**Texto fornecido:**
┏━━
Já espetáculo 'Eu Sou Essa Outra' se inspira em memórias e conflitos da atriz Liv Ullmann

MLB
São Paulo

Ofélia seria uma figura um tanto silenciada. A personagem de "Hamlet", tragédia de Shakespeare, que aos poucos perde tudo, até a própria vida, é sempre lembrada como a "menina morta", diz a dramaturga Ana Carolina.

"É diferente de uma Lady Macbeth ou de uma Julieta [outras criações do bardo]. Ofélia é só uma peça usada num jogo de vinganças."

Pensando em dar voz a essa garota emudecida, a autora chegou a "Quero Morrer com Meu Próprio Veneno". O texto, criado no ano passado dentro do Núcleo de Dramaturgia Sesi-British Council, ganhou encenação de Mika Lins, com estreia nesta quarta (30).

Num palco em forma de corredor, três atrizes interpretam diferentes vozes dessa Ofélia: a própria jovem (Luisa Micheletti), o seu pensamento (Luiza Curvo) e o que ela escuta dos outros (Luna Martinelli).

Alternam fatos da tragédia --como a perda do pai, assassinado por engano por Hamlet, paixão da garota-- com novas reflexões da própria personagem. "A minha vida inteira foi escrita por homens. (...) Coloquei tudo na mesa e nada é meu", diz ela em cena.

Em certos momentos, uma voz gravada pela atriz Bel Kowarick narra trechos de "Hamlet". Uma forma, explica a diretora, de deixar mais nítidos os conflitos da personagem.

Há ainda um tom contemporâneo nessa nova Ofélia. Ela manda mensagens de celular, fala de redes sociais e discute a falta de protagonismo feminino num mundo em que emergem movimentos como #MeToo e #TimeIsUp.

"Homem louco muda o mundo. Mulher é histérica. Está de TPM", ironiza a personagem, lembrando o desvario, por vezes tido como bravura, que acomete Hamlet.
┗━━
**Tarefa curta 1:**
Reescreva em forma de lista o parágrafo do texto fornecido que começa com "Num palco em forma de corredor", mantendo os fatos principais.
**Tarefa curta 2:**
Escreva a continuação do texto fornecido, começando logo depois da última frase.

**Dados fornecidos:**
┏━━
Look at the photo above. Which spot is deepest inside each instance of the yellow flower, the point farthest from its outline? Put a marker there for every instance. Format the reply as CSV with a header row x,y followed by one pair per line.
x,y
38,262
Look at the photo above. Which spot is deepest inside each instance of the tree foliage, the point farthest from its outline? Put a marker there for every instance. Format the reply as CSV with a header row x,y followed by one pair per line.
┗━━
┏━━
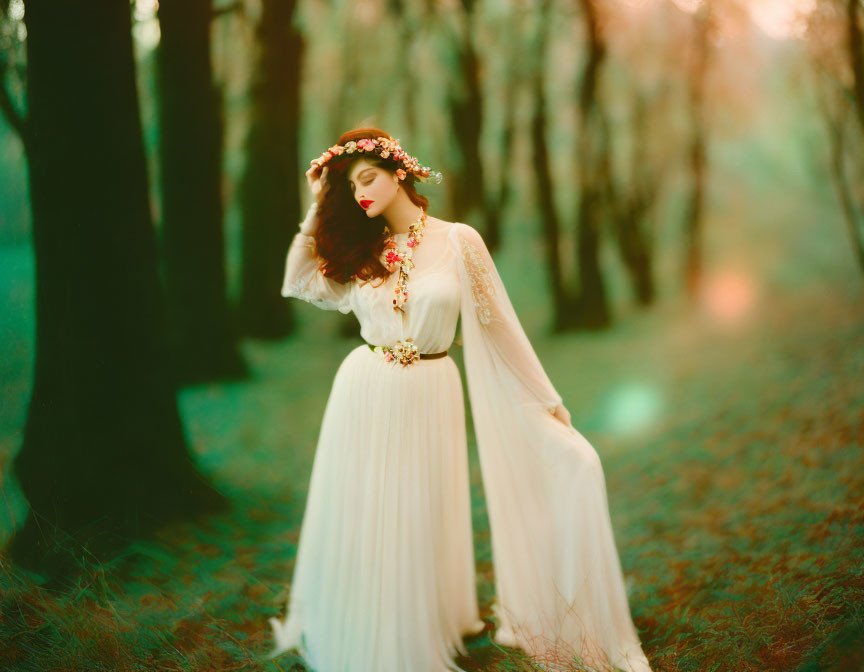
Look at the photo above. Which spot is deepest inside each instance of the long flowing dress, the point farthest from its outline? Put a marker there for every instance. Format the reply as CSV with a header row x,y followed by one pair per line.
┗━━
**Resposta da tarefa 1:**
- Palco em forma de corredor
- Três atrizes dão voz a Ofélia:
  - Luisa Micheletti: a própria jovem
  - Luiza Curvo: o pensamento dela
  - Luna Martinelli: o que ela escuta dos outros

**Resposta da tarefa 2:**
Em sua encenação, Mika buscou fugir do literal. Não há, por exemplo, referências diretas ao afogamento de Ofélia, imagem exaustivamente retratada em quadros (como a célebre tela do britânico John Everett Millais, de 1851).

Os figurinos e o cenário de Cassio Brasil são todos em preto, das vestes das atrizes às roupas de tule que, penduradas, preenchem o corredor como fantasmas. Estes são recortados pela iluminação de Caetano Vilela, com feixes de luz vindos do fundo do palco.

Também há um trabalho corporal das atrizes (feito com o coreógrafo Diogo Granato), que por vezes parecem dançar em meio aos tules.

"Precisávamos criar imagens para esse discurso duro", diz Mika. "De certa forma, voltamos ao teatro dos anos 1980, que se liga ao teatro-dança e à produção de imagens."

Quero Morrer com Meu Próprio Veneno

  • Quando Qua. a sáb., às 20h30, dom., às 19h30. Estreia 30/5. Até 22/7
  • Onde Centro Cultural Fiesp - mezanino, av. Paulista, 1.313
  • Preço Grátis (reservas pelo site centroculturalfiesp.com.br)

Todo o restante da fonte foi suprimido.